TEXTO SELECCIONADO ->
►

Vivimos tiempos de confusión y falta de armonía. Cuando parecía que la pandemia se apaciguaba se despertó el monstruo de la guerra. El Moloch que el poeta Allen Ginsberg decía que destruía las mejores mentes de su generación. Aquellos que creían en la utopía y que fueron los primeros en poblar el Empordà como si fuera una nueva Arcadia en la que hacer renacer los cantos de libertad.
El hombre sin espiritualidad se ahoga, decía nuestro Raimon Panikkar desde su retiro de Tavertet. Somos mucho más que nuestra mente, pero tenemos tendencia a olvidarlo y dejar que los razonamientos nos ahoguen. Disciplinas como el yoga, el tantra, la vedanta o la visión holística del ser humano nos lo recuerdan y, por eso, cada día ganan más adeptos.
Debemos aprender también a fluir en el Tao, en el cambio permanente, porque ésta es una de las pruebas que nos ha llevado la pandemia. Saber vivir en la impermanencia. La crisis está en la mente que siempre quiere un plan fijo y establecido. Como recordaba el sabio hinduista Krishnamurti, en uno de sus mejores libros llamado "La libertad primera y última" (Ed. Kairós, 1996), queremos afrontar una realidad cambiante con una mente rígida. Por tanto, debemos ser capaces de flexibilizar nuestros razonamientos y volvernos más tolerantes. La cuestión pide enfocar nuestra mente y nuestro corazón a ver el mundo tal y como es y no cómo creemos que debería ser.

◄

REGISTROS DE DATOS ->
►

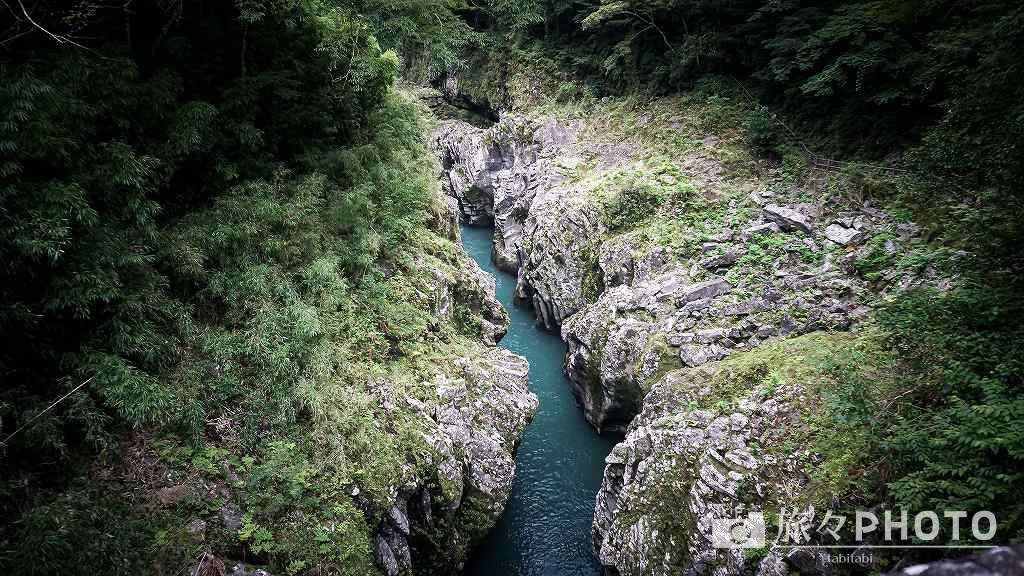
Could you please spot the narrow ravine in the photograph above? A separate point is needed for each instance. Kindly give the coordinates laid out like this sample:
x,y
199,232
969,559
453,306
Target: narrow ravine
x,y
546,528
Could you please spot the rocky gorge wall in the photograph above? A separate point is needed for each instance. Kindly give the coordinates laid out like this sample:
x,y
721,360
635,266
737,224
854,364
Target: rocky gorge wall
x,y
722,260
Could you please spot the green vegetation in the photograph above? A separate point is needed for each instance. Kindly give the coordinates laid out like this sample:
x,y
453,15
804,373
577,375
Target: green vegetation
x,y
219,232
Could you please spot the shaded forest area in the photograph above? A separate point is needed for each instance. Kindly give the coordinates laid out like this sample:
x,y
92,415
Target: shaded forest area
x,y
182,182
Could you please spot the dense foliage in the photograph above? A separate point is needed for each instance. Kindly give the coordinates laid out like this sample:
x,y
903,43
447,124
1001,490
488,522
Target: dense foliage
x,y
207,214
205,209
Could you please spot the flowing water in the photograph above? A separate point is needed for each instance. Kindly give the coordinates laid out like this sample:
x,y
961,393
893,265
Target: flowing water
x,y
546,526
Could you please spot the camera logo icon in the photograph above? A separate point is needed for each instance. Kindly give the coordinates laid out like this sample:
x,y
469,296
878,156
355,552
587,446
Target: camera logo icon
x,y
738,532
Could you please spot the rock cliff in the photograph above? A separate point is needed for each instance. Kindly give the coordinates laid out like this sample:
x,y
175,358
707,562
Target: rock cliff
x,y
660,253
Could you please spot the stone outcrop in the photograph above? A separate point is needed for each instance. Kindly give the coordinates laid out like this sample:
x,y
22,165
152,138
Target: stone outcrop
x,y
649,321
513,175
1004,561
474,426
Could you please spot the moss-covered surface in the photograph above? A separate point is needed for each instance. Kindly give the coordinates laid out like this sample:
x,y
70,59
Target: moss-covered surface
x,y
350,361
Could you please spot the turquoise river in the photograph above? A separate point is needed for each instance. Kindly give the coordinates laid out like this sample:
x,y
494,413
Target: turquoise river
x,y
546,526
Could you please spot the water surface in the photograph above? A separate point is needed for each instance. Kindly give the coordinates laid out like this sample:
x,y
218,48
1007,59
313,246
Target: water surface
x,y
546,526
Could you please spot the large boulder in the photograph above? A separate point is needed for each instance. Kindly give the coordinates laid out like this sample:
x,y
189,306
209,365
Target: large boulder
x,y
688,459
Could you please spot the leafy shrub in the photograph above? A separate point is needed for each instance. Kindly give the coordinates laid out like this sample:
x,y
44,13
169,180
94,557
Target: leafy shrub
x,y
631,206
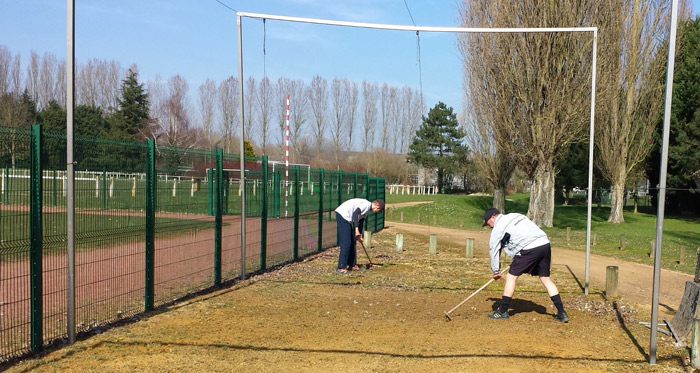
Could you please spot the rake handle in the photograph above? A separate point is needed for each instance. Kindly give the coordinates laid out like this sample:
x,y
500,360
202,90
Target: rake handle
x,y
475,293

◄

Reproduce el texto sobre la espiritualidad y la impermanencia completo, sin cambiar ni una palabra. Los registros proceden de una fuente distinta a la del texto.

SOLUCIÓN DEL EJERCICIO ->
Vivimos tiempos de confusión y falta de armonía. Cuando parecía que la pandemia se apaciguaba se despertó el monstruo de la guerra. El Moloch que el poeta Allen Ginsberg decía que destruía las mejores mentes de su generación. Aquellos que creían en la utopía y que fueron los primeros en poblar el Empordà como si fuera una nueva Arcadia en la que hacer renacer los cantos de libertad.
El hombre sin espiritualidad se ahoga, decía nuestro Raimon Panikkar desde su retiro de Tavertet. Somos mucho más que nuestra mente, pero tenemos tendencia a olvidarlo y dejar que los razonamientos nos ahoguen. Disciplinas como el yoga, el tantra, la vedanta o la visión holística del ser humano nos lo recuerdan y, por eso, cada día ganan más adeptos.
Debemos aprender también a fluir en el Tao, en el cambio permanente, porque ésta es una de las pruebas que nos ha llevado la pandemia. Saber vivir en la impermanencia. La crisis está en la mente que siempre quiere un plan fijo y establecido. Como recordaba el sabio hinduista Krishnamurti, en uno de sus mejores libros llamado "La libertad primera y última" (Ed. Kairós, 1996), queremos afrontar una realidad cambiante con una mente rígida. Por tanto, debemos ser capaces de flexibilizar nuestros razonamientos y volvernos más tolerantes. La cuestión pide enfocar nuestra mente y nuestro corazón a ver el mundo tal y como es y no cómo creemos que debería ser.